§ Excerpt provided:
=== Section Start ===
Studies in Australia
Why keeping off the Kilos reduces
by Ralph Kratzer
Most of us have more or less big problems with obesity. But in addition to the aesthetic reasons, to reduce weight, there are also medical reasons. Too much weight can cause problems for the joints and the cardiovascular system, this is well known. Studies in Australia now want to prove that losing weight can also reduce the risk for cancer:
There is a good reason to aim for a healthier weight that’s got nothing to do with looking good on the beach. After not smoking, it’s the next most important step we can take to reduce our cancer risk, says Kathy Chapman, Director of the Health Strategies Division of the Cancer Council, New South Wales.
“Many people don’t realise that overweight and obesity are risk factors for some common cancers like breast and colon cancer, as well as for less common cancers such as endometrial and oesophageal cancer. With growing rates of obesity the Cancer Council is concerned that these rarer cancers will become more common,” she says.
One reason why excess weight raises cancer risk is that too much extra fat, especially around the middle, can lead to higher levels of hormones and inflammatory chemicals in the body that encourage cancer cells to grow, she explains.
But besides helping to prevent cancer occurring in the first place, being at a healthy weight may improve cancer survival, especially with breast cancer and colon cancer, says Dr Marina Reeves, National Breast Cancer Foundation Fellow at the University of Queensland’s Cancer Prevention Research Centre.
=== Section End ===
§ Provided data:
=== Section Start ===
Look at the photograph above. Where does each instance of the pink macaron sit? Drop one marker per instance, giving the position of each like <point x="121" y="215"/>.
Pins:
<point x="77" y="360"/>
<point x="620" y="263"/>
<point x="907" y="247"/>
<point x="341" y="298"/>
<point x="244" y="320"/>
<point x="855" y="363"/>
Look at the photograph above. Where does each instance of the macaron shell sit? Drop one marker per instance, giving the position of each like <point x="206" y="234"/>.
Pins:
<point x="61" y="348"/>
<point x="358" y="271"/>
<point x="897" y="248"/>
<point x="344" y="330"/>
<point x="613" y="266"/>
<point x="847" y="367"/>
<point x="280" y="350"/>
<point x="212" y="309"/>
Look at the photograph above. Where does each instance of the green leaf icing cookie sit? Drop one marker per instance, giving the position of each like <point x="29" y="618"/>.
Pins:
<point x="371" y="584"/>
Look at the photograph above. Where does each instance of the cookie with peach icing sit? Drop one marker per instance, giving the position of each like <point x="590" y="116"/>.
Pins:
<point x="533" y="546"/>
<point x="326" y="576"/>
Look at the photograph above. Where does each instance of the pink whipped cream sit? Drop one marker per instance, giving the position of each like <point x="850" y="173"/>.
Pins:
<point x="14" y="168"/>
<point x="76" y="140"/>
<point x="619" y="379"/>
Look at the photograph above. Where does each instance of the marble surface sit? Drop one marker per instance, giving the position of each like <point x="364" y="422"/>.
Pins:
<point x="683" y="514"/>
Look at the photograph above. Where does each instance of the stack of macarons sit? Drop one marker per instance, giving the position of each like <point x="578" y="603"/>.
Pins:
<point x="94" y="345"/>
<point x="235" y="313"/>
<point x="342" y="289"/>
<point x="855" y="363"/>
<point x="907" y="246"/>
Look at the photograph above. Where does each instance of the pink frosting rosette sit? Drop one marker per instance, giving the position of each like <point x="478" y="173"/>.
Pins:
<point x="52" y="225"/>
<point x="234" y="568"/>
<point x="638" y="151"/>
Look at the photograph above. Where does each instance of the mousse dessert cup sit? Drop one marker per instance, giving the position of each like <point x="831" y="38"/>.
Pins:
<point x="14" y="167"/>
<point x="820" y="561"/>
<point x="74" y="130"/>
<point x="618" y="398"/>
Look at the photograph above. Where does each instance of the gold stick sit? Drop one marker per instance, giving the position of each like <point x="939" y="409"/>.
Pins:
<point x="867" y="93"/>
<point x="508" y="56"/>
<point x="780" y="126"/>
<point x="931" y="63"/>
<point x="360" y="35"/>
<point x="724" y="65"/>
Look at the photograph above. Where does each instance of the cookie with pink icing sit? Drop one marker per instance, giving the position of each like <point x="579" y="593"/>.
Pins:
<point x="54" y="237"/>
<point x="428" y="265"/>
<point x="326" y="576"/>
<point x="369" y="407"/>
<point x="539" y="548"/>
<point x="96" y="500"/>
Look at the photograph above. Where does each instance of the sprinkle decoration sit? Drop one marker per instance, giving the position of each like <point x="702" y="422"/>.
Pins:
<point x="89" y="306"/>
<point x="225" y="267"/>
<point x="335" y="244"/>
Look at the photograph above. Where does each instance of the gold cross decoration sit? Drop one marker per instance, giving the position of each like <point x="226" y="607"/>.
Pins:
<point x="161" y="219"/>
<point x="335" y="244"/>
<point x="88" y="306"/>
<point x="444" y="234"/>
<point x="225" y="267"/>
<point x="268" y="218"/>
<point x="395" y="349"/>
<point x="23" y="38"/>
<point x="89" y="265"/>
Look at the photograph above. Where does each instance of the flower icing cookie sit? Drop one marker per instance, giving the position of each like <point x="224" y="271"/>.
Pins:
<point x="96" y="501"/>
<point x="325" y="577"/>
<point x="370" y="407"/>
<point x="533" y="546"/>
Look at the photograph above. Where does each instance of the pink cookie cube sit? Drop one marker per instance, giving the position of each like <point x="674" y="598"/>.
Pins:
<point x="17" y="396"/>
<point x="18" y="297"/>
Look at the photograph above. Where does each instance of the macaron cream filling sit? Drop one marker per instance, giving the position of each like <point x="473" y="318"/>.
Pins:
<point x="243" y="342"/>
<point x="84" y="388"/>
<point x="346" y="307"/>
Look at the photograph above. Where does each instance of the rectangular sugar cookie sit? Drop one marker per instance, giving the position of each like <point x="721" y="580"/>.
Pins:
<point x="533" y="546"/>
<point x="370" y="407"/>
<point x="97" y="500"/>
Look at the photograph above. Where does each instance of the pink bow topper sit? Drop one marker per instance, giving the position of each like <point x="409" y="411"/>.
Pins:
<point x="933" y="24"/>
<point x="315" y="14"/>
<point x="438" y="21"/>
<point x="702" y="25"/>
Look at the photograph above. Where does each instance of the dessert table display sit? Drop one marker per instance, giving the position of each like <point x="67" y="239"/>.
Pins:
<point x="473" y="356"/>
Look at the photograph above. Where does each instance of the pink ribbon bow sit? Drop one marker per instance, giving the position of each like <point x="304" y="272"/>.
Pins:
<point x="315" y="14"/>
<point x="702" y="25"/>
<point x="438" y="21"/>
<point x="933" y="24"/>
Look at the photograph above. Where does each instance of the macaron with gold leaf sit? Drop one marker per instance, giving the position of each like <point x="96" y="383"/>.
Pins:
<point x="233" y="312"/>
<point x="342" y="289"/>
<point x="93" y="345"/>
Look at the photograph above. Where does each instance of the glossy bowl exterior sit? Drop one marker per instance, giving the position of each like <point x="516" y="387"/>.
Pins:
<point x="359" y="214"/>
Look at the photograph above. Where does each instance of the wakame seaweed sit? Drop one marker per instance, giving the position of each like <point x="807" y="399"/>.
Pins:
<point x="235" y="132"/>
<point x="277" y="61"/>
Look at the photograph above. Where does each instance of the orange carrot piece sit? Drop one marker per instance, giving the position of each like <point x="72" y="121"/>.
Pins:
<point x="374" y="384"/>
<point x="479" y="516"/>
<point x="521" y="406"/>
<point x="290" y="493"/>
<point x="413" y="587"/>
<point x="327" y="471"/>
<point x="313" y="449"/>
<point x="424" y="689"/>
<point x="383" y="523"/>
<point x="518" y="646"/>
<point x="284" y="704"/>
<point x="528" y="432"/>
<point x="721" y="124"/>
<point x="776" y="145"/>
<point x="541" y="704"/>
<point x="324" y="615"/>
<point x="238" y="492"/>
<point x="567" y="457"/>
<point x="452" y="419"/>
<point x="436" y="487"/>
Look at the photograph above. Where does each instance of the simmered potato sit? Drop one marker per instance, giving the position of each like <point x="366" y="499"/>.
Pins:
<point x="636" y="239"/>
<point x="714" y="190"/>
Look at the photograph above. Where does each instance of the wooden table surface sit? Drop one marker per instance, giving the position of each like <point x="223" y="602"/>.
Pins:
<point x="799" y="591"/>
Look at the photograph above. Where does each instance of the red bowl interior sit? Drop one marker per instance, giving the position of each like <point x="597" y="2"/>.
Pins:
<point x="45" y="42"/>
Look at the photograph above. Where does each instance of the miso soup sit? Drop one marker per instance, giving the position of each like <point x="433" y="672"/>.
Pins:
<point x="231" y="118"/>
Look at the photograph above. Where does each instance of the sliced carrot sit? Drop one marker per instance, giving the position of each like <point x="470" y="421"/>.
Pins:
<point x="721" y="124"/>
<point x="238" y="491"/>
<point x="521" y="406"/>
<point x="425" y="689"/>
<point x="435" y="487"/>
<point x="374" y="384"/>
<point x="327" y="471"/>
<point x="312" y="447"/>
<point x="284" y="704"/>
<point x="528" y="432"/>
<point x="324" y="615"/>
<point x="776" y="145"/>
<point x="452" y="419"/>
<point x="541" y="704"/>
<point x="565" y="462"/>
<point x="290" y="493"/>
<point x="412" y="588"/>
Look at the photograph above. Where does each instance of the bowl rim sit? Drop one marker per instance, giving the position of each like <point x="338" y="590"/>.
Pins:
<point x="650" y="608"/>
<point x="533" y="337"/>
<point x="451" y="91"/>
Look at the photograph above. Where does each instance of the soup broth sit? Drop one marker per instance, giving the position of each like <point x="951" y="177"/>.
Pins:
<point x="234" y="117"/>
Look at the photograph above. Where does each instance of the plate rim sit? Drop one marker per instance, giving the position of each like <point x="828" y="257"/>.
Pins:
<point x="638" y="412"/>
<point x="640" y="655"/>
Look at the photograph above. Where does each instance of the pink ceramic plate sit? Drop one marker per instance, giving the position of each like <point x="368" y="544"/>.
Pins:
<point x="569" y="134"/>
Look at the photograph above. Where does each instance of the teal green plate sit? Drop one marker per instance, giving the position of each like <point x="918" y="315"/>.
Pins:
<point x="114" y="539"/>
=== Section End ===
§ Actions to take:
1: Please quote the article on weight and cancer risk word for word, from "One reason why" up to and including "Prevention Research Centre.".
2: Extend the article on weight and cancer risk, picking up right after its final sentence.

§ Exercise results:
1:
One reason why excess weight raises cancer risk is that too much extra fat, especially around the middle, can lead to higher levels of hormones and inflammatory chemicals in the body that encourage cancer cells to grow, she explains.
But besides helping to prevent cancer occurring in the first place, being at a healthy weight may improve cancer survival, especially with breast cancer and colon cancer, says Dr Marina Reeves, National Breast Cancer Foundation Fellow at the University of Queensland’s Cancer Prevention Research Centre.

2:
Breast cancer now affects one in eight women in Australia while colon cancer affects one in 12 people.
“There’s clear evidence that if a woman is obese at the time she’s diagnosed with breast cancer either before or after menopause, not only is the cancer more likely to recur but she’s also less likely to survive,” she says.
What is less clear though is whether intentional weight loss after a diagnosis of breast cancer will help protect overweight women from a recurrence – there’s some evidence to suggest it can and ongoing studies overseas are currently trying to find out more.
“Where there’s also evidence for a benefit with breast cancer survival is with exercise,” says Reeves. “It helps to reduce levels of inflammatory chemicals and insulin, a hormone which can promote cancer, and these effects are independent of weight loss.”
Reeves, whose own mother died of breast cancer, believes that it’s worthwhile for women who are overweight after a diagnosis of the disease to have a shot at losing weight.
“Thanks to earlier diagnosis and better treatment, most women will beat this disease – 89 per cent of women with breast cancer will survive for five years or more after diagnosis so it makes sense to do everything we can, not only to prevent the cancer recurring, but also to prevent other diseases like heart disease and diabetes,” says Reeves.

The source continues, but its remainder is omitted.